┌──

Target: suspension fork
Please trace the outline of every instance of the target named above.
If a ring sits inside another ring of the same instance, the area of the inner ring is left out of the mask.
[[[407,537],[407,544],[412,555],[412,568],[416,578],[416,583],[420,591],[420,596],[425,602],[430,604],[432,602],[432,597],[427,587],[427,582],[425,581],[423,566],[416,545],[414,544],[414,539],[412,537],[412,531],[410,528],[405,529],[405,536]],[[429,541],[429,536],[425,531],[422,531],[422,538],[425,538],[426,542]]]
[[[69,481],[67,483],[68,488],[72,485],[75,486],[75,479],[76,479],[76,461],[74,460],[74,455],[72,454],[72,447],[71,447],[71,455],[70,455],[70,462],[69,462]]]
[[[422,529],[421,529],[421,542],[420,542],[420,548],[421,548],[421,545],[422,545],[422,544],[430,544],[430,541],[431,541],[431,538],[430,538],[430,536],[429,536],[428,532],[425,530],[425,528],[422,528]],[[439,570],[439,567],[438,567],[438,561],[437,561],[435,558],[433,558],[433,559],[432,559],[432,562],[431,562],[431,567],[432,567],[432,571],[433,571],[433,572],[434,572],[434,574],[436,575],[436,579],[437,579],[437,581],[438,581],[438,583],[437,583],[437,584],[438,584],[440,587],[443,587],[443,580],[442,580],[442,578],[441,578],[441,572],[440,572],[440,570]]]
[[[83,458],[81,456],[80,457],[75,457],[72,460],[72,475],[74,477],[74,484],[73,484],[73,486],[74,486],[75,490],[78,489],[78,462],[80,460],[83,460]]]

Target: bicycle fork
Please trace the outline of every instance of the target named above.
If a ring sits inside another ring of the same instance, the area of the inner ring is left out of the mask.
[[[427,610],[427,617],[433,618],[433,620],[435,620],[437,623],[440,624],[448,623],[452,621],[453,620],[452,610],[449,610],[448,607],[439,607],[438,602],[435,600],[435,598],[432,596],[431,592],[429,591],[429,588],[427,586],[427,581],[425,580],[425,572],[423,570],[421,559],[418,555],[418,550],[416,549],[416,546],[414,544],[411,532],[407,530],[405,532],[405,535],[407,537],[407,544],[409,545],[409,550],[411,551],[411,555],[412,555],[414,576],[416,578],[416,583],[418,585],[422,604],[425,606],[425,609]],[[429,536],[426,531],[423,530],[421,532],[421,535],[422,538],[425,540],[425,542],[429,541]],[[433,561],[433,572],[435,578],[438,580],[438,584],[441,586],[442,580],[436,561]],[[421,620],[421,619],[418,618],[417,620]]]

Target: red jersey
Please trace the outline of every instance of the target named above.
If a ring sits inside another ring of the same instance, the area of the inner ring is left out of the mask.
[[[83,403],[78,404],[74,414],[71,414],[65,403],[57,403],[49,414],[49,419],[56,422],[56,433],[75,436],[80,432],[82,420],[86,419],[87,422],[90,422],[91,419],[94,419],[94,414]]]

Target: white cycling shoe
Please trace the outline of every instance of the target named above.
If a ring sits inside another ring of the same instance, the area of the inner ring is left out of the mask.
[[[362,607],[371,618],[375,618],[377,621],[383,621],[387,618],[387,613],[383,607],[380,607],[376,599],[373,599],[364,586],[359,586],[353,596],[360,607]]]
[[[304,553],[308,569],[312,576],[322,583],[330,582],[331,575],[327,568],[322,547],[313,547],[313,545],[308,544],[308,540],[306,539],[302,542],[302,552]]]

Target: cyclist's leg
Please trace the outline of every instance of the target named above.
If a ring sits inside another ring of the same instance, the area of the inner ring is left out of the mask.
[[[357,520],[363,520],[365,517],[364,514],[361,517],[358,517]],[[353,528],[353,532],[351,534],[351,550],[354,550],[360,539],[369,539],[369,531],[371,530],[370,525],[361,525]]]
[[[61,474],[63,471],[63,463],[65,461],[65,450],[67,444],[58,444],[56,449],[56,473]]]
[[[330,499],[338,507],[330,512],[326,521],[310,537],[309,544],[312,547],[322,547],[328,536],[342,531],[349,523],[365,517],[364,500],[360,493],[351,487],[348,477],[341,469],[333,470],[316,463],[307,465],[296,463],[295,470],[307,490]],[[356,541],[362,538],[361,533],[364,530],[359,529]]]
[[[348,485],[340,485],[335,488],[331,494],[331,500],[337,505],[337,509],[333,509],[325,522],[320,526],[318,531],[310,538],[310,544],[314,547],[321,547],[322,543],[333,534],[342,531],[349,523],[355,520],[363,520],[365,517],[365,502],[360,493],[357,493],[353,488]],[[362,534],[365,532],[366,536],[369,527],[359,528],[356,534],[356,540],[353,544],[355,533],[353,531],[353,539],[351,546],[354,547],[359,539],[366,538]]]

└──

**TASK REQUIREMENTS**
Find the word "fork" in the data and copy out each line where it turns up.

**REPLY TO THE EXERCISE**
Target: suspension fork
Target: bicycle fork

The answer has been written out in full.